Segment Start: DOCUMENT EXCERPT
Case Study: Flattening Learning in a virtual service-learning course

This essay appeared on the site of the new World Council on Intercultural Learning and Global Competence, : How Can We Foster a Mobile Mindset While Sheltering in Place? It discusses what happened as a course at the Middlebury Institute of International Studies, predicated on a mobile cross-cultural learning model, was suddenly transformed due to the Covid outbreak.

It’s a question on the mind of every student, faculty member and family around the U.S. – and no doubt, anywhere on the planet.

The faculty authors came to these conclusions:

“The process of reframing and reflecting on these three courses during the pandemic allowed us to draw pedagogical implications for ICC development using digital spaces. Among them:

  • ICC development is possible in novel and innovative ways through online means
  • The pandemic flipped the scripts on mobility and privilege
  • Dis-location with technology can bring location and mobility to the ICC forefront 
  • Instructors need to create space for unplanned/emergent intercultural encounters 
  • Educators should foster a mobile mindset as it relates to our teaching, even when mobility is not logistically possible 

From this brief essay and others like it written since last summer, the success of online learning – whether intended for a domestic or an international environment- has everything to do with the talent, imagination and technical skill of faculty. I’ve read of those who think that going forward, new criteria for hiring faculty may, of necessity, include evidence of IT skills.
Segment End: DOCUMENT EXCERPT
Segment Start: INFORMATION SHOWN
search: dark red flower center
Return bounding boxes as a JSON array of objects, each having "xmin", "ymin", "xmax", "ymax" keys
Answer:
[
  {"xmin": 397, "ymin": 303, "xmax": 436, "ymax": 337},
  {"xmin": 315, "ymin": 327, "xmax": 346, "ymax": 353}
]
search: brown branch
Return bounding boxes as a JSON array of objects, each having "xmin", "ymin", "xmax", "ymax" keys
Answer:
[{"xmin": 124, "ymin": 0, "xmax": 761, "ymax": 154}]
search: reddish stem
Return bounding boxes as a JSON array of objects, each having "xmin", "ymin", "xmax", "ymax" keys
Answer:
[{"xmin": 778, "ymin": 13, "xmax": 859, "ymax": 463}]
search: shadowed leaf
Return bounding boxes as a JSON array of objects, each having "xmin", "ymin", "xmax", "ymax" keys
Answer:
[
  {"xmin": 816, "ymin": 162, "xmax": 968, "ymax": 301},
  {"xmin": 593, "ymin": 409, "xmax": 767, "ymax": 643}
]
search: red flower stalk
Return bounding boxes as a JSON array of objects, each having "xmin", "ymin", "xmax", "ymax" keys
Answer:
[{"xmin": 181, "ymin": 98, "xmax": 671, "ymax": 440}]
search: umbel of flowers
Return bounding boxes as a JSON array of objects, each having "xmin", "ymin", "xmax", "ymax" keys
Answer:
Segment End: INFORMATION SHOWN
**WORK INSTRUCTION A**. According to the case study, at which institution was the course taught?
**WORK INSTRUCTION B**. Rewrite the stretch of the case study from "This essay appeared" through "the Covid outbreak.", changing "outbreak" to "pandemic".
Nothing in the records is needed here.

**RESPONSE A**. The course was taught at the Middlebury Institute of International Studies.

**RESPONSE B**.
This essay appeared on the site of the new World Council on Intercultural Learning and Global Competence, : How Can We Foster a Mobile Mindset While Sheltering in Place? It discusses what happened as a course at the Middlebury Institute of International Studies, predicated on a mobile cross-cultural learning model, was suddenly transformed due to the Covid pandemic.